Restate the data below word for word, and let no image into your version.

→ **Source data**:
#####

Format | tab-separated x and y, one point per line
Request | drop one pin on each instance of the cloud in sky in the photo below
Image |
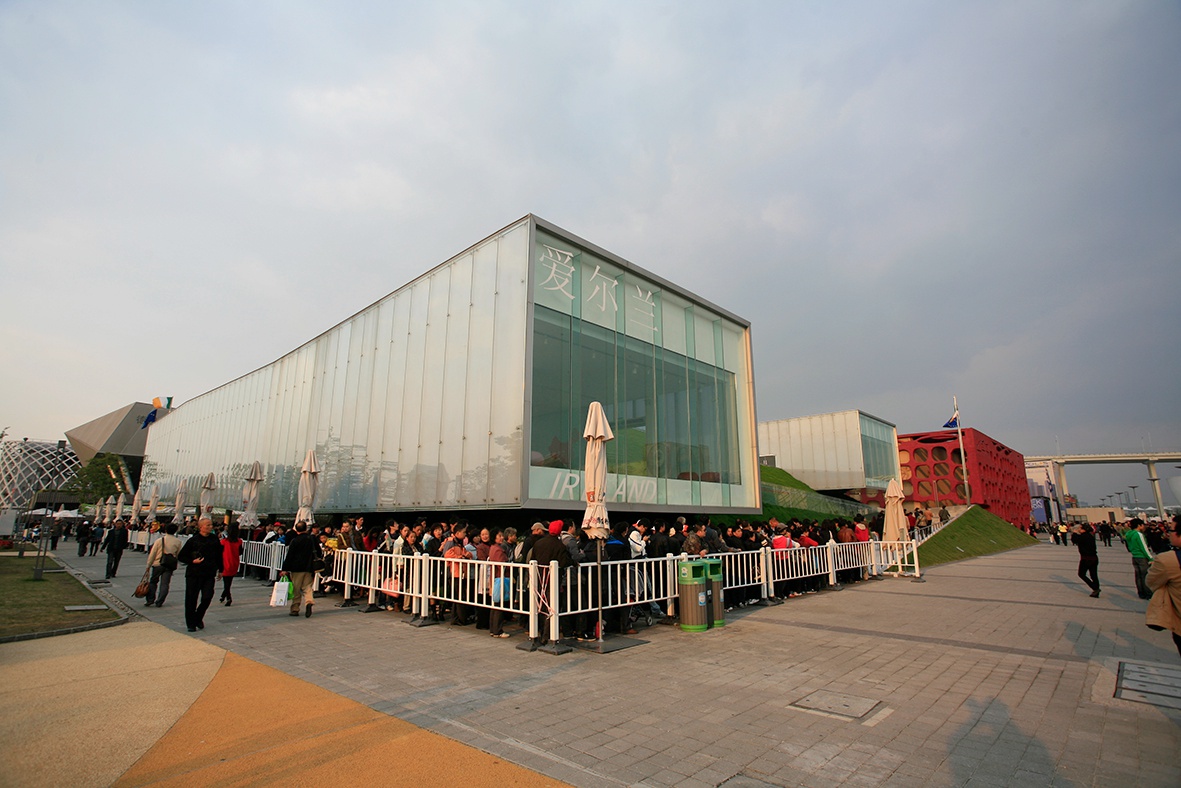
907	200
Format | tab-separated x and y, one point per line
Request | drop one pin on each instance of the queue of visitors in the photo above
560	540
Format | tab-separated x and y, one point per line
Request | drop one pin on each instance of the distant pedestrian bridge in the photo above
1143	457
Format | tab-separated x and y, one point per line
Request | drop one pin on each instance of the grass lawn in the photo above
28	605
781	477
974	533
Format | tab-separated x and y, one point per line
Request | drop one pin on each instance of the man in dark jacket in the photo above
301	552
1088	557
115	544
202	557
82	533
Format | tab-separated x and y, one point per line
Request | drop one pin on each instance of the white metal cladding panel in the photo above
416	402
823	450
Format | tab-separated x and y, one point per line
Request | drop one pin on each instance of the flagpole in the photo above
959	434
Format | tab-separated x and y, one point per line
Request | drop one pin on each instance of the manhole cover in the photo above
1157	685
846	705
744	781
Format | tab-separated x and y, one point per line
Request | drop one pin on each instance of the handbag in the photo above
142	588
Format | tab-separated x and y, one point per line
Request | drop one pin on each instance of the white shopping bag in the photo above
280	596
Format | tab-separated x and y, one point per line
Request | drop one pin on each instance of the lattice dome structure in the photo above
27	467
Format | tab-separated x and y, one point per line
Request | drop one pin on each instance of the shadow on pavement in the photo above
1026	762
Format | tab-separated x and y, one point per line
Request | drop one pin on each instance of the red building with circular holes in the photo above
933	473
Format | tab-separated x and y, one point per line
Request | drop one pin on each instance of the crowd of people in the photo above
560	540
1154	548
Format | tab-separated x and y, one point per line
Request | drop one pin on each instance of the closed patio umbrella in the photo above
594	483
894	528
136	505
178	507
207	495
594	476
249	518
307	483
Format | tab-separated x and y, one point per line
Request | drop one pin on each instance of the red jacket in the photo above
230	554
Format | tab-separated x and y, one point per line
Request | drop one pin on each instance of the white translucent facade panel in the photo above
823	450
415	403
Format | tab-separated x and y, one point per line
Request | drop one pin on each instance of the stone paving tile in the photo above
987	671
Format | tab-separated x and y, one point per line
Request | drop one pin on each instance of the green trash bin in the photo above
691	597
715	583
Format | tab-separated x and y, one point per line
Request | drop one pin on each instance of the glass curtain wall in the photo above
879	451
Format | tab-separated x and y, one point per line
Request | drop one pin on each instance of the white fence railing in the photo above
529	591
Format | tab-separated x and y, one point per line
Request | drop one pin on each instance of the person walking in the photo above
1165	579
202	557
96	538
299	565
1141	559
1088	557
232	558
82	533
115	542
162	560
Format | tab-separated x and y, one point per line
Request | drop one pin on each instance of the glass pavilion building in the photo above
468	389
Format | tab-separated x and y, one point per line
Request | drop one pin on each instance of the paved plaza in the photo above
996	671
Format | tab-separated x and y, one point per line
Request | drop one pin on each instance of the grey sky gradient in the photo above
908	200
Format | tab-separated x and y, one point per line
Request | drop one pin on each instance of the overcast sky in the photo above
907	200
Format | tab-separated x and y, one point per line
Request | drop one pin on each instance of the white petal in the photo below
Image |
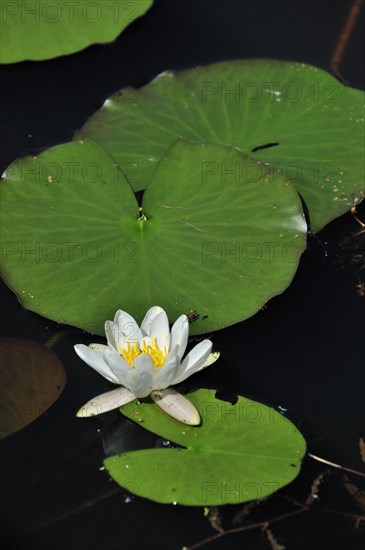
167	374
159	328
179	334
177	406
100	348
212	358
194	361
95	361
118	366
111	333
106	402
150	315
139	382
128	329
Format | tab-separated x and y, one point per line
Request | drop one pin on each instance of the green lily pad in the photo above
241	452
32	378
75	247
295	117
42	29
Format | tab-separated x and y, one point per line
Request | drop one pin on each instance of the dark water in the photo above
304	352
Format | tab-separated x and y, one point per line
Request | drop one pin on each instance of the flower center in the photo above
133	350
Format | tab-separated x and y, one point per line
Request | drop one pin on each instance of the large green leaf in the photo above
312	124
240	452
42	29
221	242
32	378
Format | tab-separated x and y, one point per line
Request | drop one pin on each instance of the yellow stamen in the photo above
133	351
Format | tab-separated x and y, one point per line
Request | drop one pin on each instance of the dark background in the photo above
304	352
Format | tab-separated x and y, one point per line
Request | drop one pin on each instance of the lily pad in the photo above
240	452
42	29
222	240
295	117
32	379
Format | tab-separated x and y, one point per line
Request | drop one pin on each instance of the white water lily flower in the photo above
145	361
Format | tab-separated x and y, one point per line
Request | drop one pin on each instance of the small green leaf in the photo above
75	247
295	117
240	452
42	29
32	378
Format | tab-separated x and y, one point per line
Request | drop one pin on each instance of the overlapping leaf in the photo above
42	29
240	452
295	117
219	233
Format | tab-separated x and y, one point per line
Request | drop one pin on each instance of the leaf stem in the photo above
334	465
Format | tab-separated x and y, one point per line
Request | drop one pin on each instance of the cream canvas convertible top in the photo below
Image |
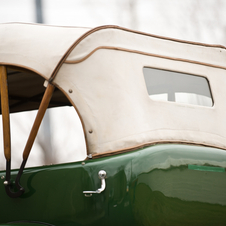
100	71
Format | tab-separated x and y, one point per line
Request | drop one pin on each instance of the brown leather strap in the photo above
5	112
41	112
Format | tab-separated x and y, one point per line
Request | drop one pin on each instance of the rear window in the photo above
177	87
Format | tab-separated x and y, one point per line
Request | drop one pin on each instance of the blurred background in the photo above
193	20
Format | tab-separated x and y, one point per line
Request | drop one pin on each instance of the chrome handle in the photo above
102	175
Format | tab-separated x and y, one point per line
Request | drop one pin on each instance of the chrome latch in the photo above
102	175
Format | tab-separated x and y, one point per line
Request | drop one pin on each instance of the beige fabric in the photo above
113	37
110	93
37	47
108	89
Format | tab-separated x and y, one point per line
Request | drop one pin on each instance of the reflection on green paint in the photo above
207	168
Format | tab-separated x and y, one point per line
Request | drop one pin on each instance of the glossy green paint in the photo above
150	186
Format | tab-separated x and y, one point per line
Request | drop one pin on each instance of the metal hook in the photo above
8	183
102	175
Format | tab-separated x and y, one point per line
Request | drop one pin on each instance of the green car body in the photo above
165	184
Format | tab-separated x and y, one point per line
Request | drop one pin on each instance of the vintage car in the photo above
153	113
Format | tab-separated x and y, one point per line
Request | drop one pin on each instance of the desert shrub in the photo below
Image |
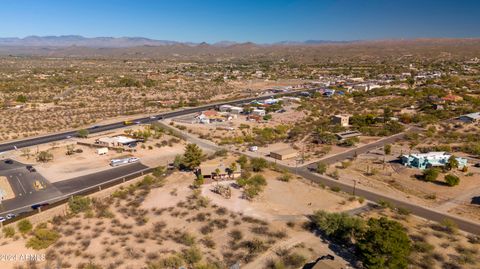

#####

→ **Answer to the exercise**:
Format | tab-separated x and y, one point per line
Request | drop one pin on each instance of the cloud in sky in the photo below
Image |
907	200
Format | tab-separated x and y, one point per line
Request | drop one pin on each instance of the queue of visitors in the photo above
560	540
Format | tab-separated x and y, one point per line
Request | drop one pin on each instance of the distant pedestrian bridge in the photo above
1143	457
Format | tab-separated x and y, one point per line
Request | drop one pin on each instance of the grass lawn in the photo above
28	605
781	477
974	533
Format | tab-separated x and y, one point per line
Request | drop one pin on each instance of the man in dark jacket in the photo above
301	552
1088	557
115	544
202	557
82	533
Format | tab-separated x and y, one point per line
Request | drop one pin on each instance of the white metal cladding panel in the photo above
416	402
823	450
Format | tab-separated x and y, one point per line
Request | drop one pin on each instance of the flagpole in the photo above
959	434
Format | tab-separated x and y, one point per line
Request | drop one pin on each instance of the manhole cover in the photo above
1157	685
846	705
744	781
Format | tab-separated x and y, one point per line
Request | drop one pin on each instance of the handbag in the photo above
142	588
Format | tab-separated x and y, one point per line
Request | drop one pin on each instance of the white shopping bag in the photo above
280	596
Format | tab-separated x and y, one point per line
Request | drop one pin on each instance of the lattice dome structure in the photo above
27	467
Format | tab-separated x and y, one point per line
Request | drop one pin on each instance of the shadow on pavement in the photo above
1026	762
Format | tab-separated x and y, one point per line
Request | drop one pin on each instance of the red building with circular holes in the photo above
933	473
Format | tab-separated x and y, one point per line
Request | drop one pin on each instance of the crowd of people in the photo above
560	540
1154	548
Format | tab-separated x and y, one point per line
Request | drop one pin on each instance of the closed patio umbrella in the photo above
594	483
894	528
136	505
178	507
207	495
594	476
249	518
307	483
Format | tab-separated x and y, one point per line
Request | drop one pin on each instance of the red jacket in the photo above
230	554
Format | tab-separated x and y, one point per line
Request | drop one pin on each instance of the white translucent facade panel in the photo above
823	450
415	403
Format | tab-separated x and y, one point per line
Request | drop one pin on each instance of the stone paving tile in the photo above
987	671
Format | tab-separated x and y, one point per line
Request | drop one pin on each instance of the green trash bin in the photo above
691	597
715	583
Format | tab-separated x and y, one point per line
Request | drop one pin on each instance of the glass curtain wall in the photo above
879	451
Format | tab-separated x and y, one point per line
Request | drop one pin on each instance of the white fence railing in the photo above
529	591
Format | tab-separated x and y, one point per line
Request | drop one pin on each instance of the person walking in the photo above
1165	579
202	557
96	538
299	565
1141	559
1088	557
232	558
82	533
115	542
162	560
Format | tab-separated x and y, one point per line
Request | drop one pin on each instance of the glass pavilion building in the photo above
468	389
Format | tab-separated x and y, one point per line
Request | drop one pin on each instance of the paved plaza in the photo above
996	671
Format | tab-separated x and y, one point per line
Request | drop one pin on each instance of the grey sky gradient in the photo above
908	200
Format | tab-separated x and y, one point per line
Request | drop one pin on each instance of the overcast sky in the photo above
907	200
Format | tab-separated x and y, one point per line
Request | drop one pin on each instance of the white petal in the photo below
Image |
167	374
159	328
179	334
177	406
100	348
212	358
194	361
95	361
118	366
111	333
106	402
150	315
139	382
128	329
Format | tab-separated x and y, one point per line
Request | drop one pin on each instance of the green lily pad in the photo above
241	452
32	378
75	247
295	117
42	29
Format | tab-separated x and y, one point per line
Request | drop one pin on each instance of the dark water in the photo above
304	352
Format | tab-separated x and y, one point per line
Request | drop one pin on each instance of the flower center in the photo above
133	350
Format | tab-separated x and y, one point per line
Request | drop one pin on each instance of the large green leaf in the photo above
312	124
240	452
42	29
221	242
32	378
Format | tab-separated x and y, one point per line
Request | drop one pin on each instance of the yellow stamen in the photo above
133	351
Format | tab-separated x and y, one point per line
Request | drop one pin on each instance of the dark background in the photo above
304	352
Format | tab-separated x and y, one point per line
Request | drop one pin on each instance of the lily pad in the photo above
240	452
42	29
222	240
295	117
32	379
Format | tab-separated x and y, one point per line
Request | drop one pin on each instance of the white water lily flower in the photo above
145	361
Format | tab-separated x and y, one point per line
Request | drop one pin on each instance of the small green leaf in the photo above
75	247
295	117
240	452
42	29
32	378
Format | tab-separated x and y, one point per line
Request | drop one pin on each instance of the overlapping leaf in the photo above
42	29
240	452
295	117
219	233
Format | tab-separated x and y, one point per line
Request | drop one pin on each instance of the leaf stem in the photo above
334	465
Format | tab-separated x and y, one point per line
Request | drop one pin on each instance of the cream canvas convertible top in the photo below
Image |
100	71
Format | tab-separated x and y, one point per line
Request | drop one pin on each instance of the brown leather strap in the photo above
5	112
41	112
Format | tab-separated x and y, one point per line
Request | drop one pin on each instance of the rear window in the photo above
177	87
Format | tab-separated x and y, one point per line
Request | drop one pin on each instance of the blurred background in the photo above
193	20
Format | tab-separated x and y, one point per line
Request | drop one pin on each instance of the chrome handle in the photo above
102	175
Format | tab-separated x and y, one point per line
Request | drop one pin on each instance of the chrome latch in the photo above
102	175
Format | tab-separated x and y, one point per line
Request | drop one pin on each instance of the beige fabric in the photo above
113	37
110	93
37	47
108	89
Format | tab-separated x and y, one point per line
Request | drop one pin on each instance of the reflection on green paint in the photo above
207	168
Format | tab-separated x and y, one point per line
Request | drop one pin on each instance of the glossy green paint in the photo above
150	186
Format | tab-separated x and y, one point per line
Request | drop one pin on each instance of the metal hook in the photo above
8	183
102	175
Format | tab-separated x and y, one point per line
Request | drop one pin on each instance of the green car body in the photo above
165	184
Format | tab-separated x and y, one point per line
Request | drop one pin on each instance of the vintage car in the photo above
153	113
Format | tab-separated x and y, one point per line
Request | drop one pin on each instance of the desert shrub in the photo below
Image |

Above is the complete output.